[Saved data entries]
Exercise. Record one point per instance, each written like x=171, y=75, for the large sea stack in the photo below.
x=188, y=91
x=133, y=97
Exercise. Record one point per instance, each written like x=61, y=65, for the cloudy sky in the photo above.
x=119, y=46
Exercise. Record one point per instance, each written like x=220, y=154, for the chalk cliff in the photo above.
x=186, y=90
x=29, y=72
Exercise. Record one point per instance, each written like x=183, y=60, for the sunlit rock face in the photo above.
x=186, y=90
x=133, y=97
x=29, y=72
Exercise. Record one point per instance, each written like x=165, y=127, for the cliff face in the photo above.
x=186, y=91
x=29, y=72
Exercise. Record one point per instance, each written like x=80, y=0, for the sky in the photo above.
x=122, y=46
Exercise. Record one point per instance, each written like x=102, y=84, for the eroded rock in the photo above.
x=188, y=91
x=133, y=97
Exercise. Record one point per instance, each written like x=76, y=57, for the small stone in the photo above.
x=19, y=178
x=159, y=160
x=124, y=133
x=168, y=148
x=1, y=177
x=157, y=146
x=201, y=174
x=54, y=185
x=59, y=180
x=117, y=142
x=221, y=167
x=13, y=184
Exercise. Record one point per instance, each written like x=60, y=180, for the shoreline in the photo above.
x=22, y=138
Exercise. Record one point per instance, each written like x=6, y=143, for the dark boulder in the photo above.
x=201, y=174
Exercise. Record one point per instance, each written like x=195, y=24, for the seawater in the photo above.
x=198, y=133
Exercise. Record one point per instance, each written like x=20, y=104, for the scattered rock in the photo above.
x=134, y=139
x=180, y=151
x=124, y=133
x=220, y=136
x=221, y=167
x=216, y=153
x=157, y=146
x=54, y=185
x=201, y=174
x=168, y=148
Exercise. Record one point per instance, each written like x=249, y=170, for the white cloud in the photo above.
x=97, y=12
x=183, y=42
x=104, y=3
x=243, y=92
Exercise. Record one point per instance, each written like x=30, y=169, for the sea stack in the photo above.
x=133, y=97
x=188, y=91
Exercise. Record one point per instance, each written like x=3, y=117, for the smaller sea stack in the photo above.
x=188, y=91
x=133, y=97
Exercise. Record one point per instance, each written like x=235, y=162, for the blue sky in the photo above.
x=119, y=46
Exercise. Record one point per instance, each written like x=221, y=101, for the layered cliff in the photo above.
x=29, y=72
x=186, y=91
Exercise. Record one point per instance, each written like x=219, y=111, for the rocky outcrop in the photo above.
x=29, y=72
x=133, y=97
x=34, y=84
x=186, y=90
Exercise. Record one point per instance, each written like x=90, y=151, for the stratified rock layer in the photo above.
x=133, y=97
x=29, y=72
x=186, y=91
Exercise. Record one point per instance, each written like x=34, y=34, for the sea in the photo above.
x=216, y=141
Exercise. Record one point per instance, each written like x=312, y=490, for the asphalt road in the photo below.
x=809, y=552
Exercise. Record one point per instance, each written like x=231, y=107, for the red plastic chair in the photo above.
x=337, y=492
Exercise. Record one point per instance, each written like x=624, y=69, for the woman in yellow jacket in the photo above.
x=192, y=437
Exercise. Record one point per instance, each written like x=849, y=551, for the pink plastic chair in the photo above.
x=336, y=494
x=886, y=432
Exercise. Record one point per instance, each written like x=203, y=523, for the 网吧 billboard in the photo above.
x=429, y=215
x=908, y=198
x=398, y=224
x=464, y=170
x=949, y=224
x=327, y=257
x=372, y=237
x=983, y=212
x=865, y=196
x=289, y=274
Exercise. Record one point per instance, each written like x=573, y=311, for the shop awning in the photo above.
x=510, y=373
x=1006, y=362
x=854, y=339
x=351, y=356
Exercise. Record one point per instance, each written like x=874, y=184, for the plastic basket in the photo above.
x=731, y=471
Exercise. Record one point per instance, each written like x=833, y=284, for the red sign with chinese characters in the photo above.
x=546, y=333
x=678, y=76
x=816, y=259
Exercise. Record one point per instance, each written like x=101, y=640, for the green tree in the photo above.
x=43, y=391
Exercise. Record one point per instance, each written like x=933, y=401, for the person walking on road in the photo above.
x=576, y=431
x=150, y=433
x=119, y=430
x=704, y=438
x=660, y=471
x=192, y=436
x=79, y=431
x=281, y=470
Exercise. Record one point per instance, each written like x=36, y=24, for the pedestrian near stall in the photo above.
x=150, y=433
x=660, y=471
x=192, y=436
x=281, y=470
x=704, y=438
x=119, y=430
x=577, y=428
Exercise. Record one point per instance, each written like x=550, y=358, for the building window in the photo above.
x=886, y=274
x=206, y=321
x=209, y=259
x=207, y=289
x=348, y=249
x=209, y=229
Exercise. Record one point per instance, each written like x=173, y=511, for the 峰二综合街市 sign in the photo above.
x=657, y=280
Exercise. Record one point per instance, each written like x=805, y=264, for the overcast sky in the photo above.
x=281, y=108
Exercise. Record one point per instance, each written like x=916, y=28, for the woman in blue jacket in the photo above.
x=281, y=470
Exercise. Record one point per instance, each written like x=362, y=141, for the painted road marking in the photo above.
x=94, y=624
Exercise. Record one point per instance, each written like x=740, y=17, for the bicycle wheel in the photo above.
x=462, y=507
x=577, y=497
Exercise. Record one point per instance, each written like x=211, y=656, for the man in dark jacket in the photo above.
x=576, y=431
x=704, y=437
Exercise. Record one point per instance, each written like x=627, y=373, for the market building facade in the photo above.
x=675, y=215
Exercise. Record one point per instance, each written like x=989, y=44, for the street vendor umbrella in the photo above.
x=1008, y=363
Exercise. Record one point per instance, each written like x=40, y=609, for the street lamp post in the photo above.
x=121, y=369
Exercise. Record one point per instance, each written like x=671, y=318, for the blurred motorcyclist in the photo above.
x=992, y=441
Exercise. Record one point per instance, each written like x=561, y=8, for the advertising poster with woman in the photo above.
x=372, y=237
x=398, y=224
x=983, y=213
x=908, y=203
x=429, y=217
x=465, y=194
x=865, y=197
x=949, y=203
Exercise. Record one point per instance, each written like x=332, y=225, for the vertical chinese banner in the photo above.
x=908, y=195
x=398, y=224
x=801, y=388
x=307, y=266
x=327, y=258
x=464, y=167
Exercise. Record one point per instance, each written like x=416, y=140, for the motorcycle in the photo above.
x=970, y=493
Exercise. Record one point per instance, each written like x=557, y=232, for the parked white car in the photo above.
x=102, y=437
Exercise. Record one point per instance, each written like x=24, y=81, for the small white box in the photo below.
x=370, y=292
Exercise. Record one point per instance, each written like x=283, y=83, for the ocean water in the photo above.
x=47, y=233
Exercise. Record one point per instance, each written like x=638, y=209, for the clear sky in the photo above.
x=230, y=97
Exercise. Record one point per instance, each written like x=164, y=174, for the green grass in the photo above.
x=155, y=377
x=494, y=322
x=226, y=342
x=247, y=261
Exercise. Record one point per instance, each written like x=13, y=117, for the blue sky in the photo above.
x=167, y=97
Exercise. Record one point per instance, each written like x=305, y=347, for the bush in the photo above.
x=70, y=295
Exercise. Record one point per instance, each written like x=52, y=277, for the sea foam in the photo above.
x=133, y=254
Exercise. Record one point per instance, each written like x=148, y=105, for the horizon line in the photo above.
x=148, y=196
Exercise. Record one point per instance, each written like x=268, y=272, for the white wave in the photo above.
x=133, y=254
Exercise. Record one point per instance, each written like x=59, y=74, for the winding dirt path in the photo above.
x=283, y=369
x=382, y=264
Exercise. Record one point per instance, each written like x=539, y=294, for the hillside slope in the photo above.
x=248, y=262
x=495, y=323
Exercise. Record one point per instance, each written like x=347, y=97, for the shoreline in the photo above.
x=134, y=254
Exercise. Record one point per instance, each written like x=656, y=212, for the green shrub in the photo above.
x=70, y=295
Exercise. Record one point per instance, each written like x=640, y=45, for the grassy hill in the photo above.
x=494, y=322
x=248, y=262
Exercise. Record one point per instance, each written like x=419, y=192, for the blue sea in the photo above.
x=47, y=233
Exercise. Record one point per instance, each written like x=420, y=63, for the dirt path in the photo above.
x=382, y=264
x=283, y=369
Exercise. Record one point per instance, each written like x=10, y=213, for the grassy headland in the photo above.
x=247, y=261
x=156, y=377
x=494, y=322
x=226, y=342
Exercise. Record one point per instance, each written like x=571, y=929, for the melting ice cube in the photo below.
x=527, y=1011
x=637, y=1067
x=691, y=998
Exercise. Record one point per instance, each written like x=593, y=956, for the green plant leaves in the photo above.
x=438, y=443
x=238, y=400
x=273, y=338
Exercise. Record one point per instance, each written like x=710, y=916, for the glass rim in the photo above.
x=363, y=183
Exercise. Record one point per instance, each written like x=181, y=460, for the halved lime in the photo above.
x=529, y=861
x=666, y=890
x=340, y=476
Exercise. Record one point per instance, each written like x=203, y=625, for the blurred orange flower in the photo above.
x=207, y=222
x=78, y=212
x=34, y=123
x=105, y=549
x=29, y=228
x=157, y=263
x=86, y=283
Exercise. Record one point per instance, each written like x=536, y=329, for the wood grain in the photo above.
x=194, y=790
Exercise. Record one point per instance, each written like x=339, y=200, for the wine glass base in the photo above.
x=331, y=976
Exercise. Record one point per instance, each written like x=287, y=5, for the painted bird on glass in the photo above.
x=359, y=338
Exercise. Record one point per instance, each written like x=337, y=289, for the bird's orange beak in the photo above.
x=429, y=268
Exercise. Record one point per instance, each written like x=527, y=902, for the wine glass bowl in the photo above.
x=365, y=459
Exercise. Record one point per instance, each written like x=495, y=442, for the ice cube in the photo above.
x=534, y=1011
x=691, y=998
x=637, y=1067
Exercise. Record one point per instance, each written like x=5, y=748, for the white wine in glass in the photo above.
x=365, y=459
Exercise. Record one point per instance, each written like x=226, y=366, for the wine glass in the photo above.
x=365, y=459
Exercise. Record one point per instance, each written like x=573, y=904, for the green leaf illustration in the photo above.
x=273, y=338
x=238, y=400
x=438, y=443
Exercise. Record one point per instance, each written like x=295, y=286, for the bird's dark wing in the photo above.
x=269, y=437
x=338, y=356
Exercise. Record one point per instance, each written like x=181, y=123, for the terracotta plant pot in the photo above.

* **Task instructions**
Please write out the items above, starting with the line that contains "pink plastic chair in the photo above." and going on through the line that contains "x=577, y=428", copying each line exactly.

* **The response**
Exercise. Record one point per instance, each written like x=849, y=551, for the pink plastic chair in the photo above.
x=336, y=494
x=886, y=432
Exercise. Record one point per instance, each written like x=203, y=523, for the 网吧 billboard in the photo above.
x=429, y=215
x=908, y=198
x=398, y=224
x=464, y=170
x=949, y=224
x=327, y=257
x=372, y=237
x=983, y=212
x=865, y=196
x=289, y=274
Exercise. Record one point per instance, each written like x=573, y=311, for the shop awning in the photo above.
x=510, y=373
x=1006, y=362
x=854, y=339
x=351, y=356
Exercise. Record one point per instance, each written like x=874, y=184, for the plastic basket in the photo above.
x=731, y=471
Exercise. Record one point per instance, each written like x=833, y=284, for the red sign with chinese characters in the photo above.
x=546, y=333
x=678, y=76
x=816, y=259
Exercise. Record one point per instance, each written like x=101, y=640, for the green tree in the photo above.
x=43, y=391
Exercise. Record one point per instance, each written like x=933, y=401, for the person walking on road in the photo above.
x=576, y=431
x=150, y=433
x=119, y=430
x=704, y=438
x=660, y=471
x=192, y=436
x=79, y=431
x=281, y=470
Exercise. Record one point per instance, each written like x=36, y=24, for the pedestrian near stall in the photo above.
x=150, y=433
x=660, y=471
x=192, y=436
x=281, y=470
x=704, y=438
x=119, y=430
x=577, y=428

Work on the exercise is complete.